== Excerpt to read

Monday, December 6, 2021

China cuts RRR 2nd time to free up 1.2T yuan

     China's central bank lowered its reserve requirement for most financial institutions for the second time this year, as expected, saying this should "support the development of the real economy and steadily bring down overall financing costs."
     The People's Bank of China (PBOC) cut the required reserve ratio (RRR) for financial institutions by another 50 basis points as of Dec. 15 and has now cut it by 1 percentage point this year following a similar cut in July.
     PBOC said the move should release 1.2 trillion yuan of liquidity, slightly more than the cut in July that released 1 trillion, and this would allow financial institutions to increase their support to the economy, especially small, medium and micro enterprises.
     It added the RRR cut will lower the cost of capital for financial institutions by around 15 billion yuan a year.
     PBOC operates three different reserve ratios depending on the type of financial institutions said today's cut doesn't apply to those institutions that already employ a 5.0 percent ratio, mainly small rural banks.
      The weighted average RRR for financial institutions will be 8.4 percent after the cut, down from 8.9 percent previously, and prior to the cut the RRR for large financial institutions was 10.5 percent.
     PBOC said it would continue to implement "a sound monetary policy," and would "keep liquidity adequate at a reasonable level, and keep the growth of money supply and the aggregate financing to the real economy (AFRE) basically in line with the nominal GDP growth.
     PBOC often uses the reserve ratio to stimulate economic activity and in 2020 the bank's first move to ease policy at the onset of the COVID-19 pandemic was to cut the ratio for large financial institutions in January after which large amounts of liquidity was injected. 
     In February and April, 2020, the  benchmark interest rate, Loan Prime Rate, was then cut.
     Today's move by PBOC comes after Premier Li Keqiang on Friday said the amount of cash banks have to keep in reserve would be cut at an appropriate time.
      At the same meeting with International Monetary Fund Managing Director Kristalina Georgieva, Li also said China would increase its support for the real economy, especially for small and medium-sized companies.

====
== Material shown

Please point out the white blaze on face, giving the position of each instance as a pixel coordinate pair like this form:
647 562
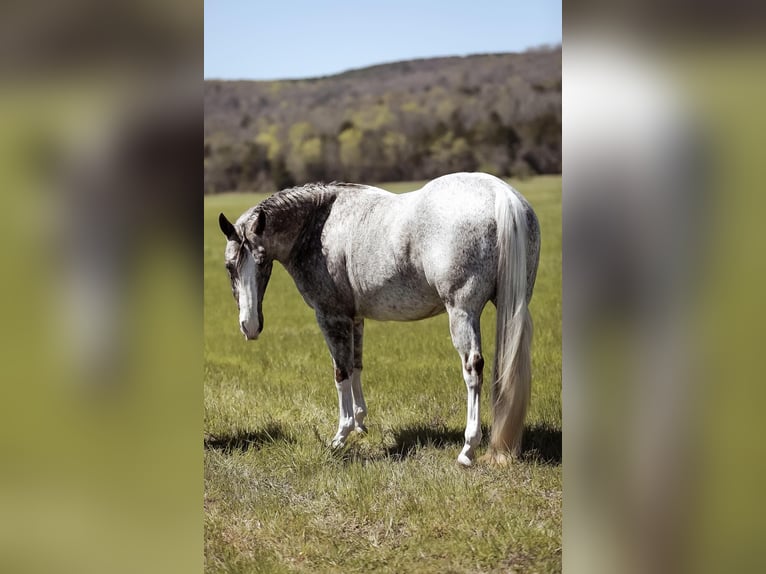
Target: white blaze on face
248 299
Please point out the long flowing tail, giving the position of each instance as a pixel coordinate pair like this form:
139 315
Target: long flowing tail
512 377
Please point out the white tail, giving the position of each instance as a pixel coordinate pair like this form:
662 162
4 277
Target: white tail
512 376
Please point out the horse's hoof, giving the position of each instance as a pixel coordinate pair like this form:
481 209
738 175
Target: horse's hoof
496 458
463 460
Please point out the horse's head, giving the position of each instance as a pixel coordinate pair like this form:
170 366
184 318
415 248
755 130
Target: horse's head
249 269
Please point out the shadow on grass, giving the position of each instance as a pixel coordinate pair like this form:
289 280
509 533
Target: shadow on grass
540 444
408 440
245 440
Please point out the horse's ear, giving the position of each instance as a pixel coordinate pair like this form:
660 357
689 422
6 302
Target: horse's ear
227 228
260 223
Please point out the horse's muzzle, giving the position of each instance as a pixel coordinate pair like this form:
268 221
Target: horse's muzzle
247 334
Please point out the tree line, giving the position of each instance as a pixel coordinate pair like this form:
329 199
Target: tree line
499 113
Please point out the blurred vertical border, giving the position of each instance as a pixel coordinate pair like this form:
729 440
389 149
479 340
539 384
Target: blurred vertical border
663 282
101 179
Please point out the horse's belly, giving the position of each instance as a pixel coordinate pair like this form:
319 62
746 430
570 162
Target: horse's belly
397 306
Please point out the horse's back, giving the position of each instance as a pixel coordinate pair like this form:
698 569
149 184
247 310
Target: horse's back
408 256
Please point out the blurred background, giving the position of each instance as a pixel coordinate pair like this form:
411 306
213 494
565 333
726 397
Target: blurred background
396 92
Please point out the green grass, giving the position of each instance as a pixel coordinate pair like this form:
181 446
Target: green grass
277 499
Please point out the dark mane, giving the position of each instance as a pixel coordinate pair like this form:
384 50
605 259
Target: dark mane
281 206
313 193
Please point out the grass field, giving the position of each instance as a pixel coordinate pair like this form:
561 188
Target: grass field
277 499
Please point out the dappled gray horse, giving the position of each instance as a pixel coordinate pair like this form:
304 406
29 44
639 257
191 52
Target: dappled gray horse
358 252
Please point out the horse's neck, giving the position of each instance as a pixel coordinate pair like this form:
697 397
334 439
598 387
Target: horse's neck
294 226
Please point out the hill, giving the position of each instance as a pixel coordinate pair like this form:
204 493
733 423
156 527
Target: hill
416 119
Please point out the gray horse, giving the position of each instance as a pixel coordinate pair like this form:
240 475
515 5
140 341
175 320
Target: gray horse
358 252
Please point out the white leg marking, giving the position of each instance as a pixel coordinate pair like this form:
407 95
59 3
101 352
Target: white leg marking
473 419
360 407
345 412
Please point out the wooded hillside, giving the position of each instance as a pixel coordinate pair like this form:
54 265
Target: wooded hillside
418 119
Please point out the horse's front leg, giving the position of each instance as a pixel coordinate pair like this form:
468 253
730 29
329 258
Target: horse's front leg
360 406
339 333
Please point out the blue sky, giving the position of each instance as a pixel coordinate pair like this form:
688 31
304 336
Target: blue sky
299 38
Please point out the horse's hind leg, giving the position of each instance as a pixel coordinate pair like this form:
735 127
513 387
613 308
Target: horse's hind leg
339 335
360 407
466 337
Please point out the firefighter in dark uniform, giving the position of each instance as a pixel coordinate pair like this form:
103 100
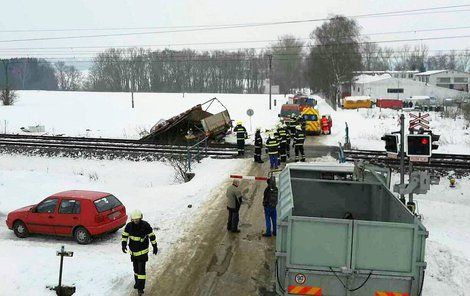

====

**What to do**.
a - Condense the paragraph of the article on China's reserve ratio cut that begins "PBOC said the move should release" into one shorter sentence that keeps its main facts.
b - Retype the passage of the article on China's reserve ratio cut between "PBOC often uses" and "an appropriate time.", inclusive.
The records are not required for any of this work.

**Answer list**.
a - The PBOC said the cut should free 1.2 trillion yuan of liquidity, slightly more than July's 1 trillion, so that financial institutions can give more support to the economy, especially small, medium and micro enterprises.

b -
PBOC often uses the reserve ratio to stimulate economic activity and in 2020 the bank's first move to ease policy at the onset of the COVID-19 pandemic was to cut the ratio for large financial institutions in January after which large amounts of liquidity was injected. 
     In February and April, 2020, the  benchmark interest rate, Loan Prime Rate, was then cut.
     Today's move by PBOC comes after Premier Li Keqiang on Friday said the amount of cash banks have to keep in reserve would be cut at an appropriate time.